Extracted material:

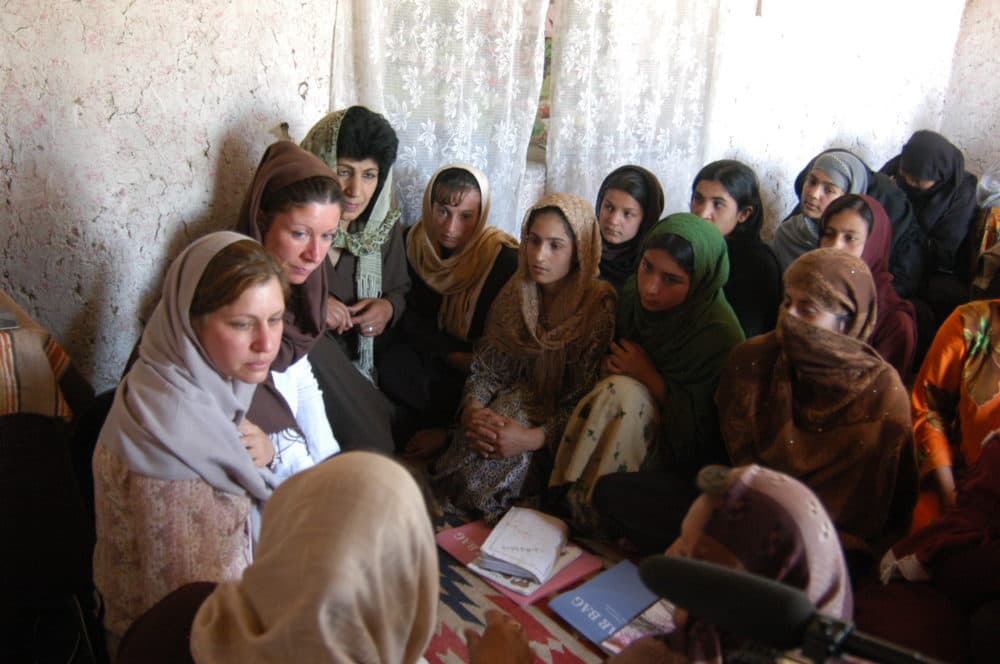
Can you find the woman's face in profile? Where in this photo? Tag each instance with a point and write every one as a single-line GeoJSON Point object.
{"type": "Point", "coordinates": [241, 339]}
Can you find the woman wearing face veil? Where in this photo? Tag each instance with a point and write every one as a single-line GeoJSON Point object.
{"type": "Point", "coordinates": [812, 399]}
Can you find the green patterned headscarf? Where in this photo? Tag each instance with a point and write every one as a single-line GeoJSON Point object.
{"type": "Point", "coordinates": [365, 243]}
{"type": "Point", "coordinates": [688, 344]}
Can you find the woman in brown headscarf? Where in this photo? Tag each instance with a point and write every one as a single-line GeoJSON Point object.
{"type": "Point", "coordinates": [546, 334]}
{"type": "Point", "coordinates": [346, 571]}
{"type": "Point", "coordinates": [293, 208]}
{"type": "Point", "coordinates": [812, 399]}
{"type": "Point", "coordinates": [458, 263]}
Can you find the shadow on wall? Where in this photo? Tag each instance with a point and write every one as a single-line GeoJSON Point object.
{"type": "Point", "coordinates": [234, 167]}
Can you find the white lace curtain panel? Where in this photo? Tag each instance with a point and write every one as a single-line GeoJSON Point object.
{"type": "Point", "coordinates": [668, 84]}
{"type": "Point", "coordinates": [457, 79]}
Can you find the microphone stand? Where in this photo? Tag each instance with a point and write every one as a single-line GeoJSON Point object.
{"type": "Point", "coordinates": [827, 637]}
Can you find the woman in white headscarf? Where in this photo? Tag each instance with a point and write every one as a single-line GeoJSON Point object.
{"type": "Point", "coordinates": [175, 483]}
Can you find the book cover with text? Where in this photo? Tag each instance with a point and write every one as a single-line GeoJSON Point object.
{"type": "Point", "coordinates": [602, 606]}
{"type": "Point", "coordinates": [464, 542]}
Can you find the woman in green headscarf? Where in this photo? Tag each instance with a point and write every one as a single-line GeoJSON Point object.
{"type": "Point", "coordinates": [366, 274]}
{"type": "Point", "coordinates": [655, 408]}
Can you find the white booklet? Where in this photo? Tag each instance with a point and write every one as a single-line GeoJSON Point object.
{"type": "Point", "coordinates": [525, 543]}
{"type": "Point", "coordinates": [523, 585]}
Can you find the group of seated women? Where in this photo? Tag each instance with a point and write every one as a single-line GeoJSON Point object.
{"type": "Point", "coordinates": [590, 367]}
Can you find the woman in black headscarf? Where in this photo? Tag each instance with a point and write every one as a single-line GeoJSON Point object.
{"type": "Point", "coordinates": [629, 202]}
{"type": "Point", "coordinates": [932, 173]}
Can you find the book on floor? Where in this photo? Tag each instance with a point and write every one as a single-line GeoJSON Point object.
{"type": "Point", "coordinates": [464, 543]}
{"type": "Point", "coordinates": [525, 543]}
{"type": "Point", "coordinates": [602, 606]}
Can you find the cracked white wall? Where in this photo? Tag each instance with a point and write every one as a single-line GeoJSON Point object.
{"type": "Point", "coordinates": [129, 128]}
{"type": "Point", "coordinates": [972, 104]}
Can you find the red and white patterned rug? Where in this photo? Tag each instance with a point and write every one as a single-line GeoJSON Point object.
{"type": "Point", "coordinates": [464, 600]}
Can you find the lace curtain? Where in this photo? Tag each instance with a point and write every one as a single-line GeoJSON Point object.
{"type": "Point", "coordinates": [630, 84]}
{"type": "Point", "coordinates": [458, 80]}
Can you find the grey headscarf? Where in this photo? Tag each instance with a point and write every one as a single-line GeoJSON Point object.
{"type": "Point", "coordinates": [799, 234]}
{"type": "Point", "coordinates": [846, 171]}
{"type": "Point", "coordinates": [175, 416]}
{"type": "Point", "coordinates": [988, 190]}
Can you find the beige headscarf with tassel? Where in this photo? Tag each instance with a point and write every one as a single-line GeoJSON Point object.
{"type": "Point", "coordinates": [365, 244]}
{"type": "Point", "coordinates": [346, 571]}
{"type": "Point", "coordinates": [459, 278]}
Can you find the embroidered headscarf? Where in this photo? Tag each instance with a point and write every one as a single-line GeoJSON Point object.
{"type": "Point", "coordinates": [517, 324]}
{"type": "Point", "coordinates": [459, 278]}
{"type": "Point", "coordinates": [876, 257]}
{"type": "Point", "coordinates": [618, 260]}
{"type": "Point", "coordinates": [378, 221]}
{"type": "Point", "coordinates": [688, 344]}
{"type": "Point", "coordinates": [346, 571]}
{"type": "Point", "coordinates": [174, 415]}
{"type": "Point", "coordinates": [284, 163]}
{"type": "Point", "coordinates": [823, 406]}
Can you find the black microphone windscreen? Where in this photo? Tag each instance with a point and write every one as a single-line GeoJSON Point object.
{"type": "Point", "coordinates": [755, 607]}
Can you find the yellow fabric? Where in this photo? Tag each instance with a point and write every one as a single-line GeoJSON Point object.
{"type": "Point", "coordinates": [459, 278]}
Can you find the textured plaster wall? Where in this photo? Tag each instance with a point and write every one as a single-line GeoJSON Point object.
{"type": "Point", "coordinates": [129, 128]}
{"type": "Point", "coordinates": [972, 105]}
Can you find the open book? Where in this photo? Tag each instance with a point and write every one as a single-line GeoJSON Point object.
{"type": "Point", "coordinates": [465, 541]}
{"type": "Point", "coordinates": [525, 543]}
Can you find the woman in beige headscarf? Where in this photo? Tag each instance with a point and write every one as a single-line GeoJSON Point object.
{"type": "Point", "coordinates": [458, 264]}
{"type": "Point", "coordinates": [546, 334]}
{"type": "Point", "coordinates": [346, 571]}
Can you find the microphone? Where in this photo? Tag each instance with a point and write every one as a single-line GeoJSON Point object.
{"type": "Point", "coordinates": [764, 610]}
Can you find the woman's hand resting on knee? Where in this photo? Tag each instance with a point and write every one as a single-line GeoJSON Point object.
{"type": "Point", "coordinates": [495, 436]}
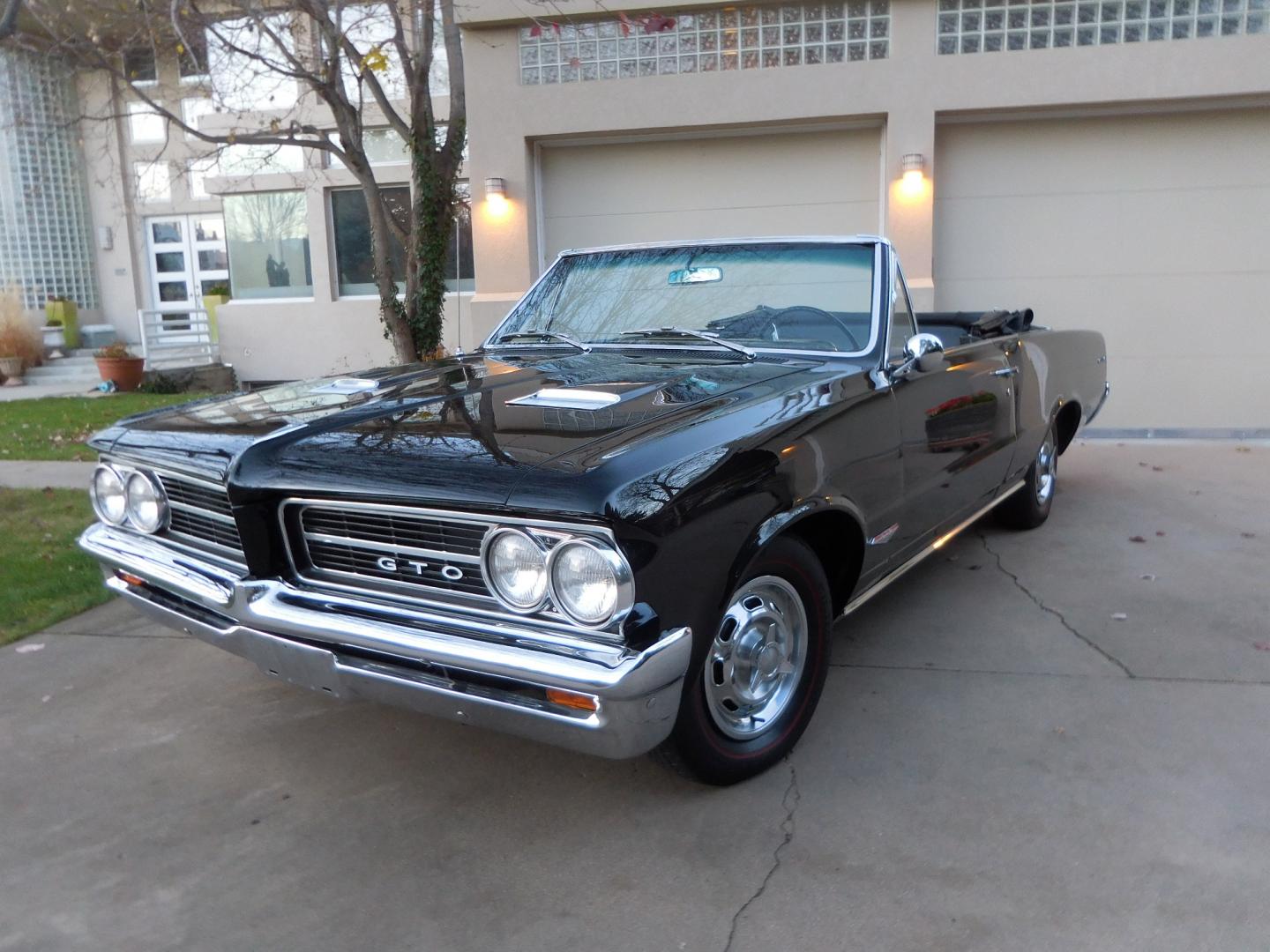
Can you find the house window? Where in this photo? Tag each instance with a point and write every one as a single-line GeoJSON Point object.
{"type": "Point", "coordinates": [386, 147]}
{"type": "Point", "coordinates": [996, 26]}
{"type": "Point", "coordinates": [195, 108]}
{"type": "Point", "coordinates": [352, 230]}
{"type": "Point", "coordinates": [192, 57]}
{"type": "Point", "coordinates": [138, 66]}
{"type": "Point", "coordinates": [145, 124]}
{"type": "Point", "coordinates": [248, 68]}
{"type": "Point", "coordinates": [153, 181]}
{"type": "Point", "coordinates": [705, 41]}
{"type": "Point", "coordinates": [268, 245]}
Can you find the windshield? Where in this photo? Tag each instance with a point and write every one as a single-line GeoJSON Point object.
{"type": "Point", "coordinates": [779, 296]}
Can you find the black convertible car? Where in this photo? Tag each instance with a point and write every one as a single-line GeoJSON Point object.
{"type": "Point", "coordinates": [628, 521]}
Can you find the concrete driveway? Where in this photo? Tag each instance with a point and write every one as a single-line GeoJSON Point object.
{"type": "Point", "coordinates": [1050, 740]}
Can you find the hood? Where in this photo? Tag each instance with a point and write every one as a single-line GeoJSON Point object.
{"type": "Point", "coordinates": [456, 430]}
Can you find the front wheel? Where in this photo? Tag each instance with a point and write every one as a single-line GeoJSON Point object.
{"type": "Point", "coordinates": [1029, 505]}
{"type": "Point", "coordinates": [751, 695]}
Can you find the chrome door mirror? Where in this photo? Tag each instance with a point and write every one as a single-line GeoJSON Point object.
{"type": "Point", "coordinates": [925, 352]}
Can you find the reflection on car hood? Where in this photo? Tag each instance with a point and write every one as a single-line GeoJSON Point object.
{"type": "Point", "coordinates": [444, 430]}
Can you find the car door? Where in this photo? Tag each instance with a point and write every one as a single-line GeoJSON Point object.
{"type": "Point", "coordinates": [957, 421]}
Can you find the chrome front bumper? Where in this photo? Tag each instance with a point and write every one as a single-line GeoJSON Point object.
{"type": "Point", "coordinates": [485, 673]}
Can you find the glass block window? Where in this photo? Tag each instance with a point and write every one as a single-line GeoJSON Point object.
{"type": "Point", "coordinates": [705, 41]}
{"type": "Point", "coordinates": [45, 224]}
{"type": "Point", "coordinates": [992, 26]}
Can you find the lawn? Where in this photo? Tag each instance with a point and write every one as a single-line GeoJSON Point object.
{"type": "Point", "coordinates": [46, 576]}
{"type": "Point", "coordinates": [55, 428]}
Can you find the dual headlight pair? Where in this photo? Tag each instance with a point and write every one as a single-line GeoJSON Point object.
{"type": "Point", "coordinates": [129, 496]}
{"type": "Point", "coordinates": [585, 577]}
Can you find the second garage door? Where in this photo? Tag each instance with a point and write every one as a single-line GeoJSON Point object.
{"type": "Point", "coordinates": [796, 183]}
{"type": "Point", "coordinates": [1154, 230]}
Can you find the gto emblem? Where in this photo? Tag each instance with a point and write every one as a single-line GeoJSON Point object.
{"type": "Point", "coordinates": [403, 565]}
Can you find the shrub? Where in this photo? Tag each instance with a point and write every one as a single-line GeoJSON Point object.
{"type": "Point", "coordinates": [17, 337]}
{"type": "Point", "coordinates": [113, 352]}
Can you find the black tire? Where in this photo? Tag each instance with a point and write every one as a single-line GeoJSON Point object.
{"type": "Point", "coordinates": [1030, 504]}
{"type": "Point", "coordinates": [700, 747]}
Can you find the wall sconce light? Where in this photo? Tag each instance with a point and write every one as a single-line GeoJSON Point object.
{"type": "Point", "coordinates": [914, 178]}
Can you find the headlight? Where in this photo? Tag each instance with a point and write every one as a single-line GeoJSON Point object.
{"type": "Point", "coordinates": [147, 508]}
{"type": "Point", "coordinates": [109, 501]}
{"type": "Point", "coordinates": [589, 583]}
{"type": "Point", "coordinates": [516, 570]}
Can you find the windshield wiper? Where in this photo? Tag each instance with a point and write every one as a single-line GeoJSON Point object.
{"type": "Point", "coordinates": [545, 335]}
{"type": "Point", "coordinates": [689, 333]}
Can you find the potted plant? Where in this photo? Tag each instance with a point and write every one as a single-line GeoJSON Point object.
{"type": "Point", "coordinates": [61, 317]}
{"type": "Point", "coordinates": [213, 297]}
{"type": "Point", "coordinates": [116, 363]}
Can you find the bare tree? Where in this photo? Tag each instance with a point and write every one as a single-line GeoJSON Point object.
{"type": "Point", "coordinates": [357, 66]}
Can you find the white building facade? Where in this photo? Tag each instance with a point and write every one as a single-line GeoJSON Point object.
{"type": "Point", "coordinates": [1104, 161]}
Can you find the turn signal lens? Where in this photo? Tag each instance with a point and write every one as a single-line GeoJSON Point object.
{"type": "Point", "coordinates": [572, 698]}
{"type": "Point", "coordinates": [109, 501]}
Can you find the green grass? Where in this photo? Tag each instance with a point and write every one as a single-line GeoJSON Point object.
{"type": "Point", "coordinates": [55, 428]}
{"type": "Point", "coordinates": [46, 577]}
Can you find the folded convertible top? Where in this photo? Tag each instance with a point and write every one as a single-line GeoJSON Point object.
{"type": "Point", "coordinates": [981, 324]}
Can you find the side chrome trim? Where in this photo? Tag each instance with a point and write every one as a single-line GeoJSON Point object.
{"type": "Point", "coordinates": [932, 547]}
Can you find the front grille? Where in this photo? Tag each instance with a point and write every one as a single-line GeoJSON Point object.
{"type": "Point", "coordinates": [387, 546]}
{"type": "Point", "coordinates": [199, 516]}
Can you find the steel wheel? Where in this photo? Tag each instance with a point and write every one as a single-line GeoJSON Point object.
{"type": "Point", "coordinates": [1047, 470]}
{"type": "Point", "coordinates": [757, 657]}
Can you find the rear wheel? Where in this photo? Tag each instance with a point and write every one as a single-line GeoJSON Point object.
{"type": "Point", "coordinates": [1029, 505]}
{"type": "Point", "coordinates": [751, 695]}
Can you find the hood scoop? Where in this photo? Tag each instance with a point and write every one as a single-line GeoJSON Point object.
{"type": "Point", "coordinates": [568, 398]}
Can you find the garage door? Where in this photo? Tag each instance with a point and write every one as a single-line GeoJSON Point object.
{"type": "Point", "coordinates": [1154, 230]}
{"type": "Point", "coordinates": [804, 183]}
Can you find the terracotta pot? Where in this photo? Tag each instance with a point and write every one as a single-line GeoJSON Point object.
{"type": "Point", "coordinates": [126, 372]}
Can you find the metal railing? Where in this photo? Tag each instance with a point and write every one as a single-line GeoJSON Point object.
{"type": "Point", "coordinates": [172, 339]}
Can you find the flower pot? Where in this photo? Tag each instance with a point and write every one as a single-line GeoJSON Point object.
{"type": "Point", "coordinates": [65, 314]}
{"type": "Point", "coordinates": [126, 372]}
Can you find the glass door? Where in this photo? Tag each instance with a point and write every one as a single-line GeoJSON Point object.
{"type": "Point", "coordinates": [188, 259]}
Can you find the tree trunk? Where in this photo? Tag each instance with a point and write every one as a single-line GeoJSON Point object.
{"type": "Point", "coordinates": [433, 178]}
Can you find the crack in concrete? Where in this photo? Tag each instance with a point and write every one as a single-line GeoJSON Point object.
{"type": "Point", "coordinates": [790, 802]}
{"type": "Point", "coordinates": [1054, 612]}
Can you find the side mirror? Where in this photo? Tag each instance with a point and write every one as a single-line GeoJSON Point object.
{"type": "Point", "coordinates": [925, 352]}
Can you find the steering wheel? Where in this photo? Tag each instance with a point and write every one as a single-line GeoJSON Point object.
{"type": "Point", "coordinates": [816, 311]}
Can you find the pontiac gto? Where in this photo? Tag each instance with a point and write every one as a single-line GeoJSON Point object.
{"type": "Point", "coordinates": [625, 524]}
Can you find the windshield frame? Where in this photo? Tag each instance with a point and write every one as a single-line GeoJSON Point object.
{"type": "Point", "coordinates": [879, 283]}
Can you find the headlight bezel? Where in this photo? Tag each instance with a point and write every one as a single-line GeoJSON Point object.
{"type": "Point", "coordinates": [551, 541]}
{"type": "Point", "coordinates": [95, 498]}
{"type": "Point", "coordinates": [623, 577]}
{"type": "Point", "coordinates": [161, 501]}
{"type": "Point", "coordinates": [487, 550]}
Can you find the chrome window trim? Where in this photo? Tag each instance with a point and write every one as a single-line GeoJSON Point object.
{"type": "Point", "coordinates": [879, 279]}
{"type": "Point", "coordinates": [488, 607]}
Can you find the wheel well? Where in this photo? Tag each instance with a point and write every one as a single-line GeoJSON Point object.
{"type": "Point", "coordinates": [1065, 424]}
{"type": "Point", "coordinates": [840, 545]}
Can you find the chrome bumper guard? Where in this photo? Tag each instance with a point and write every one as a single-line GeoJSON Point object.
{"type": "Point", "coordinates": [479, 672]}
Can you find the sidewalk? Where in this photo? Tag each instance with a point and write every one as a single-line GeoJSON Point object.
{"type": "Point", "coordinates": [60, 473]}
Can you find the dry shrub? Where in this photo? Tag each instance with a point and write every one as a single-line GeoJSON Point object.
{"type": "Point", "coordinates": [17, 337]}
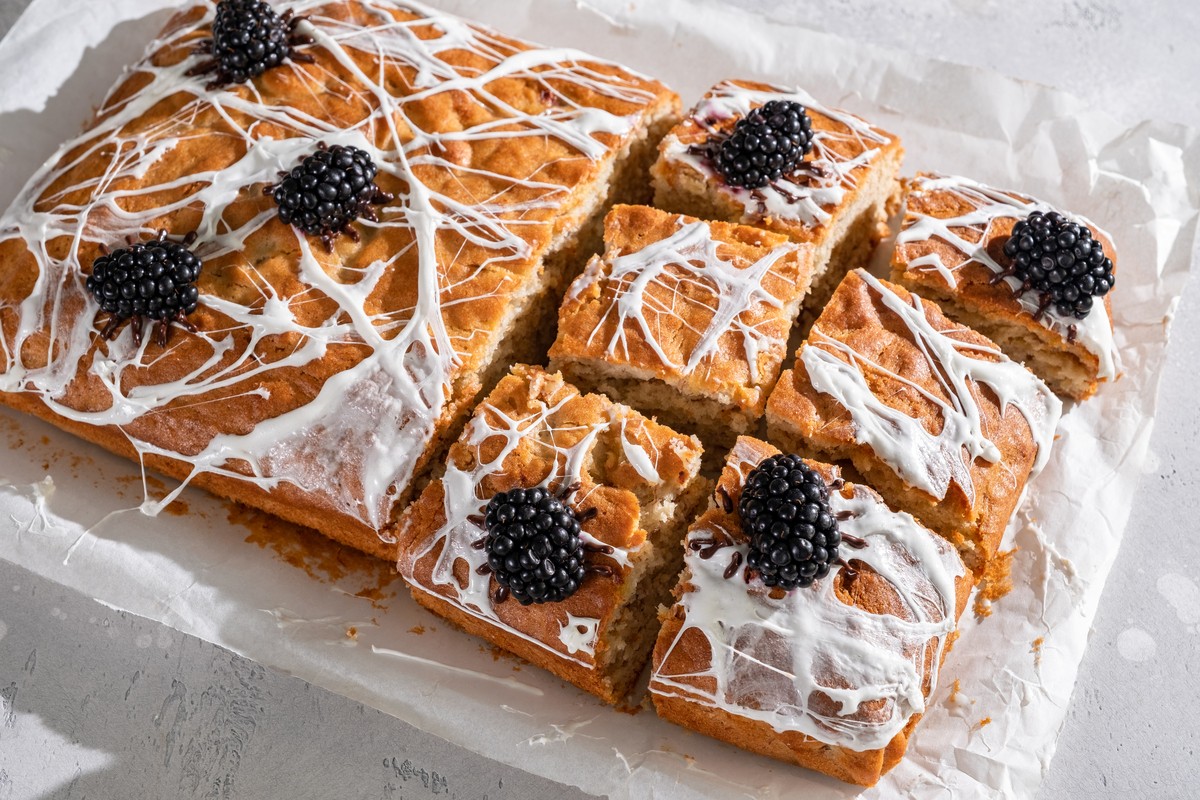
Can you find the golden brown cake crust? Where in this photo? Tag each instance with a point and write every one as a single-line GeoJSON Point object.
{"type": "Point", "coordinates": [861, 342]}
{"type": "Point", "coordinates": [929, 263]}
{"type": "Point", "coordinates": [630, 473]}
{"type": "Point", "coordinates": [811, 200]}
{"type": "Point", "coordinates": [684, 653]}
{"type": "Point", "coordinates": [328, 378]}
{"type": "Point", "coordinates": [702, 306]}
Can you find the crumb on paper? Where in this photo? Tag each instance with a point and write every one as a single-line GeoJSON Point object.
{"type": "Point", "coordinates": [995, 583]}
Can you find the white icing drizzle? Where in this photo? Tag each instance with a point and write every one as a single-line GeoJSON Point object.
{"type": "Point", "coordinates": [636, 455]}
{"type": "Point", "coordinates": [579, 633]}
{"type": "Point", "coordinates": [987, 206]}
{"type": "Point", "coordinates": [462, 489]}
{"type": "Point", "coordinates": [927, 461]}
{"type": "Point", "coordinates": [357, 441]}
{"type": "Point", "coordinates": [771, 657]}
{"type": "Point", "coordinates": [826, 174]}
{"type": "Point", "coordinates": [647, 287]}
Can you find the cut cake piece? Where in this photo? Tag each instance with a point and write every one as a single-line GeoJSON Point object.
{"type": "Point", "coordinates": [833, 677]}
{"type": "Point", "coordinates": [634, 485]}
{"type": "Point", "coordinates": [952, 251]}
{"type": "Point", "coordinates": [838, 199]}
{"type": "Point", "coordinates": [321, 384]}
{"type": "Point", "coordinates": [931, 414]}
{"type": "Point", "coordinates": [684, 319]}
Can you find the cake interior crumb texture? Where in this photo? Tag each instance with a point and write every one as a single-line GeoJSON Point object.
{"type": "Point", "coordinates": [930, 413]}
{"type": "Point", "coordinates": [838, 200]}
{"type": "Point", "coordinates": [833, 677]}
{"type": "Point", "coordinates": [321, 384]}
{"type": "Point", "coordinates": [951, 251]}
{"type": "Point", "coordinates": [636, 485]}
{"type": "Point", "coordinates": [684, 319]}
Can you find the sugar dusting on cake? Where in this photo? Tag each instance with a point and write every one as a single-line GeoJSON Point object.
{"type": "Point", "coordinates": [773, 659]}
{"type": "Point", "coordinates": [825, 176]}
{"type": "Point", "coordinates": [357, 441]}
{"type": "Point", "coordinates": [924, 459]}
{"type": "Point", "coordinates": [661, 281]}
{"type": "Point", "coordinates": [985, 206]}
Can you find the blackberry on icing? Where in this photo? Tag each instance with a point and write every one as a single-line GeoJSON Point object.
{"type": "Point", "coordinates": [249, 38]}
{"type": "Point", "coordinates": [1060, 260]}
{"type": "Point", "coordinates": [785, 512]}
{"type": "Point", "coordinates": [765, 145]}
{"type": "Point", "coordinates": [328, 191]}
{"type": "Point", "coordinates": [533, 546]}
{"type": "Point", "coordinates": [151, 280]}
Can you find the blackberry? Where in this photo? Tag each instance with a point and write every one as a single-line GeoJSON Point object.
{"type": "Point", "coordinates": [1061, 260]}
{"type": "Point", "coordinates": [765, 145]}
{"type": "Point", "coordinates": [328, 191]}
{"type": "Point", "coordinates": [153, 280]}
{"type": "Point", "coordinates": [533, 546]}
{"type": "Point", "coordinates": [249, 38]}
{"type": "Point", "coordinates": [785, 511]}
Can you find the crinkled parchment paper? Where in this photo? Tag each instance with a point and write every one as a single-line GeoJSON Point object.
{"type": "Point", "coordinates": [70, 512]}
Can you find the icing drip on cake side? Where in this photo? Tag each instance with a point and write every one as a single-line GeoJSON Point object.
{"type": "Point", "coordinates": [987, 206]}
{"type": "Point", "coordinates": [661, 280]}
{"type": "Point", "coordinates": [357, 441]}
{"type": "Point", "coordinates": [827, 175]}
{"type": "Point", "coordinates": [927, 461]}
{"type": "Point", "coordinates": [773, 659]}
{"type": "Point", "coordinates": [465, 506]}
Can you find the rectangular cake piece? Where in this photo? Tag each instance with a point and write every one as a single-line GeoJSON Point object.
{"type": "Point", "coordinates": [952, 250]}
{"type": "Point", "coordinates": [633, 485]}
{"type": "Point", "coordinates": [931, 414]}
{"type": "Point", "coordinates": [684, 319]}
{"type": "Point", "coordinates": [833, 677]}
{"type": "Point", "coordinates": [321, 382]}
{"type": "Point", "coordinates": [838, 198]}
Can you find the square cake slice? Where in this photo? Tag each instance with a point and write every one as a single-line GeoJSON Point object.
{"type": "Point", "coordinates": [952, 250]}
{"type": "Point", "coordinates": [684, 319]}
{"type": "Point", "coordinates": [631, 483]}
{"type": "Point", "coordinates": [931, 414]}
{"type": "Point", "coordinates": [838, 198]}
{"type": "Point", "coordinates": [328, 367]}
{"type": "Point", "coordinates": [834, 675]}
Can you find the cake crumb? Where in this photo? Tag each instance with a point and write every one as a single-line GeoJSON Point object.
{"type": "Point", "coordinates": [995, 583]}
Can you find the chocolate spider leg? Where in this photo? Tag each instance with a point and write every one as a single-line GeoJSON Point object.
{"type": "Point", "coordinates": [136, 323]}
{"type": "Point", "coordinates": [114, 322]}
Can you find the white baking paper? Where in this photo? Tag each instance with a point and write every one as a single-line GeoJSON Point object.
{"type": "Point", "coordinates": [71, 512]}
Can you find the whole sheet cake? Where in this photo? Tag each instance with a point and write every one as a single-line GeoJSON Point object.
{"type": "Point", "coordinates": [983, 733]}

Exercise aim: Reproduce the lines from the one containing "Can you find the whole" through the end of the records, substituting "layer cake" for "sheet cake" and leaving everything else unchanged.

Result:
Can you find the whole layer cake? Where in this photo? Tag each instance with a point and write every one as a single-line GeoJSON Point object.
{"type": "Point", "coordinates": [983, 733]}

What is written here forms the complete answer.